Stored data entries
▬▬▬
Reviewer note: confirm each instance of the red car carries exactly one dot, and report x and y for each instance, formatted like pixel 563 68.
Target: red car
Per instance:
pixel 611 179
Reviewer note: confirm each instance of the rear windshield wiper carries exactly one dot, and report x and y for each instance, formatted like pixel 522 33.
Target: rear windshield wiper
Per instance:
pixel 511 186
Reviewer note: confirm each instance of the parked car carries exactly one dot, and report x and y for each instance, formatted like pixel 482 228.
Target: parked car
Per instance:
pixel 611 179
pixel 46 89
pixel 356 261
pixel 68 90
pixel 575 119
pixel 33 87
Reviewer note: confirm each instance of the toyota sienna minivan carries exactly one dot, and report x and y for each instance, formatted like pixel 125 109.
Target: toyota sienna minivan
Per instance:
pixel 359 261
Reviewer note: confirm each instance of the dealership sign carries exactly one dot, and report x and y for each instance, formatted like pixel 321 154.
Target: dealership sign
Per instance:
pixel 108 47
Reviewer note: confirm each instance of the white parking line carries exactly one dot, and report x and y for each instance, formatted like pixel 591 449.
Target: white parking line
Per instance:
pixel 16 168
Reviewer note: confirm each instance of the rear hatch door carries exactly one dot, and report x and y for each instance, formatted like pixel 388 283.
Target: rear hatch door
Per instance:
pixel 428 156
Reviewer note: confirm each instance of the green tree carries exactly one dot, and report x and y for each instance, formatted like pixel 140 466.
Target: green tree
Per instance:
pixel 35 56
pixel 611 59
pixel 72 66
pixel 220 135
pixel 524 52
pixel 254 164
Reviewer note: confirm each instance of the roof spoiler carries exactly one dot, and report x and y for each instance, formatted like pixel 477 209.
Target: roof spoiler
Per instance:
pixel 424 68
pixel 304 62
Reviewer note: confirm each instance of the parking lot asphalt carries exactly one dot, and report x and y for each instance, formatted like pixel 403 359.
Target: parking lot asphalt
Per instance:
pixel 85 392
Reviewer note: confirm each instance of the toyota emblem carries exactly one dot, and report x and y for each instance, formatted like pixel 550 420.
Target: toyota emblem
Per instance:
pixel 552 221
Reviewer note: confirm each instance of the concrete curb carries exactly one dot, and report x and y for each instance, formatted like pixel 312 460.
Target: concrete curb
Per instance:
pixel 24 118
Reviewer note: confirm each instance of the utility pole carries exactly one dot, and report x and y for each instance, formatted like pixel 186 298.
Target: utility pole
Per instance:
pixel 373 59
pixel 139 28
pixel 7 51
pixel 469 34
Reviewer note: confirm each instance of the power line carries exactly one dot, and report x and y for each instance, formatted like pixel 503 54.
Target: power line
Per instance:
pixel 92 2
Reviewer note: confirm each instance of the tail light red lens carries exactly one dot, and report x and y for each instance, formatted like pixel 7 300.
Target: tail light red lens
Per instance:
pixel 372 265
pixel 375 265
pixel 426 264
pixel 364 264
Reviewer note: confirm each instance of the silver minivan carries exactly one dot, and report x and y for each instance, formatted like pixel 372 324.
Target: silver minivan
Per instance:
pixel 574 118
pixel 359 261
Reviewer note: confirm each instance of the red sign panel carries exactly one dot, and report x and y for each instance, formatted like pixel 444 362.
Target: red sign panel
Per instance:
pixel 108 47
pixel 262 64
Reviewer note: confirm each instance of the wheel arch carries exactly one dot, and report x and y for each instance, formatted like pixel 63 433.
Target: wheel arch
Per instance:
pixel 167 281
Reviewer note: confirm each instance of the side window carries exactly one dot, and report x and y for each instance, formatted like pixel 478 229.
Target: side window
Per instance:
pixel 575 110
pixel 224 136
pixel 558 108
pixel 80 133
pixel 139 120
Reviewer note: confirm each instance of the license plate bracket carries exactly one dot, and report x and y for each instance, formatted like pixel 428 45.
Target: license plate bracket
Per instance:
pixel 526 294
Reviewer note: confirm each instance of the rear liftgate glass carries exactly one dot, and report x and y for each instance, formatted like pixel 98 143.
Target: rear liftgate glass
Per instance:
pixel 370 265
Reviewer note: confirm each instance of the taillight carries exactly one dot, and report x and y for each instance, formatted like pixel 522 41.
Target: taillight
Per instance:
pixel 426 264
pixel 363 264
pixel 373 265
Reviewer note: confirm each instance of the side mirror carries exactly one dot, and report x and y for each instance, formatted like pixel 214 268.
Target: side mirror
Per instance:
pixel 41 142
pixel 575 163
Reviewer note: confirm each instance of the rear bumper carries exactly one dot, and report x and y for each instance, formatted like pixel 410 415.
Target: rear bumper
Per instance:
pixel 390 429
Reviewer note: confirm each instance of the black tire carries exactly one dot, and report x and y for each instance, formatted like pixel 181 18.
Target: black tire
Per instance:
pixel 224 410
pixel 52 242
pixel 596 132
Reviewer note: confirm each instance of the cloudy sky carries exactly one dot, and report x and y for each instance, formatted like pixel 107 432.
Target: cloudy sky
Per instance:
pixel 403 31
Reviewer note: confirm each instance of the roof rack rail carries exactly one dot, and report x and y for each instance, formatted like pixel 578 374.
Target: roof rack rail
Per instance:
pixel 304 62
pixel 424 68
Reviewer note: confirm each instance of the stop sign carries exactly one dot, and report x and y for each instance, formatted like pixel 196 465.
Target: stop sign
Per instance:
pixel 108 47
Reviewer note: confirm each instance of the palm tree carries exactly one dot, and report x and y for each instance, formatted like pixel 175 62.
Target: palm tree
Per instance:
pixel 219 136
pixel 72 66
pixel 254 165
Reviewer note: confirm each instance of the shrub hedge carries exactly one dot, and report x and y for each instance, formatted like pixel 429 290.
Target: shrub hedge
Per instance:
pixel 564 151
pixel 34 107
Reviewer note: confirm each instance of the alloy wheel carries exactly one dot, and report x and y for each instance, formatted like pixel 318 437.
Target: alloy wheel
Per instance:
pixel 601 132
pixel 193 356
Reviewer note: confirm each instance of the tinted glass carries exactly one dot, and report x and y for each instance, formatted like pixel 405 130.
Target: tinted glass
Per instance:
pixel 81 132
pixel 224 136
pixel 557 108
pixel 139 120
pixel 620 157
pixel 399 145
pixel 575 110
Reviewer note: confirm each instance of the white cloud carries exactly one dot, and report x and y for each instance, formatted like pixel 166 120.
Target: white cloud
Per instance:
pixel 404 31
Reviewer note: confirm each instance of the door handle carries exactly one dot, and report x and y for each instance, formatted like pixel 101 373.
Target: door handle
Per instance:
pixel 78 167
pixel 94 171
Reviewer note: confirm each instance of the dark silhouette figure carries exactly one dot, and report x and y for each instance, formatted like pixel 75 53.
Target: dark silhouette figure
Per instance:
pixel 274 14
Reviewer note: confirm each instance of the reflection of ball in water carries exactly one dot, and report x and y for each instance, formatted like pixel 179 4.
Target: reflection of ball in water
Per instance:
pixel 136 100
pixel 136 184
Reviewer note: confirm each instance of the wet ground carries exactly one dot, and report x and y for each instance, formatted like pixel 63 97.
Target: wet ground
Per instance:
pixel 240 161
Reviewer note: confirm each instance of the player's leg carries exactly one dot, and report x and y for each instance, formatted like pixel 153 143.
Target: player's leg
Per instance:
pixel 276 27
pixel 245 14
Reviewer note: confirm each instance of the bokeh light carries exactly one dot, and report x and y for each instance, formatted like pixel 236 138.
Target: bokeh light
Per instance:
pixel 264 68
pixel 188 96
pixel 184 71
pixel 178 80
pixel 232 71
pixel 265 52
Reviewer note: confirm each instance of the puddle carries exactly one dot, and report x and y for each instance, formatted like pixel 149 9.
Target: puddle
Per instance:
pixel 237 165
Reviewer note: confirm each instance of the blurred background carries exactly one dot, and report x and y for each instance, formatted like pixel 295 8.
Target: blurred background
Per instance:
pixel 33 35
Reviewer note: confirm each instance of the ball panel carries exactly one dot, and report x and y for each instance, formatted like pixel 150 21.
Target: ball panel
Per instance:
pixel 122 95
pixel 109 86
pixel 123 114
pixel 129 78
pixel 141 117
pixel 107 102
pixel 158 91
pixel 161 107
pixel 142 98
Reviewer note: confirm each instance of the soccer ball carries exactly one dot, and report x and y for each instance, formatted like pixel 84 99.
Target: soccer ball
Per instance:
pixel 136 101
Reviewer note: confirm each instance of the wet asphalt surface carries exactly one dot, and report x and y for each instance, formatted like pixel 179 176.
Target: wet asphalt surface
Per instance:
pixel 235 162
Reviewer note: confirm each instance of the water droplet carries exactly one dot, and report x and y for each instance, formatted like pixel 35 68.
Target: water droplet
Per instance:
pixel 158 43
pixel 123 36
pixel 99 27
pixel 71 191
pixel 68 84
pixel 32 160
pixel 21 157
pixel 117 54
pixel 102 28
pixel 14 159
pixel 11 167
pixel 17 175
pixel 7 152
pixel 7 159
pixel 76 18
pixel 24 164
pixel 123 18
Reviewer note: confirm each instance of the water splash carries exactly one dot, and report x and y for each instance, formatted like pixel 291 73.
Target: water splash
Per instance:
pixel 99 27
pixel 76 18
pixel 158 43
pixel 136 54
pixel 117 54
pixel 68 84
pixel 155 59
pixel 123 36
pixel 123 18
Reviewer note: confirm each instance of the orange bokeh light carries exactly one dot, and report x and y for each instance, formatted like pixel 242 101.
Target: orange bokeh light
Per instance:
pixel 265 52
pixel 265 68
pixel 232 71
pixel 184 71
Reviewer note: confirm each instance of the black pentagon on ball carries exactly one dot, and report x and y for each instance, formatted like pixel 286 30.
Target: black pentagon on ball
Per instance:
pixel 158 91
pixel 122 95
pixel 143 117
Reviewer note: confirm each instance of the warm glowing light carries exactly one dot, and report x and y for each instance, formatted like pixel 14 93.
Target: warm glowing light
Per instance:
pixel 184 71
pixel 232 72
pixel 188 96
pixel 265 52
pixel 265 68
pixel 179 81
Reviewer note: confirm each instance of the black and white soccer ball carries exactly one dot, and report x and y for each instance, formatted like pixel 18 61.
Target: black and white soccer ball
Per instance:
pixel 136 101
▬▬▬
- What to work on -
Only the number of lines above that contain "bracket" should be given as the answer.

- Answer section -
2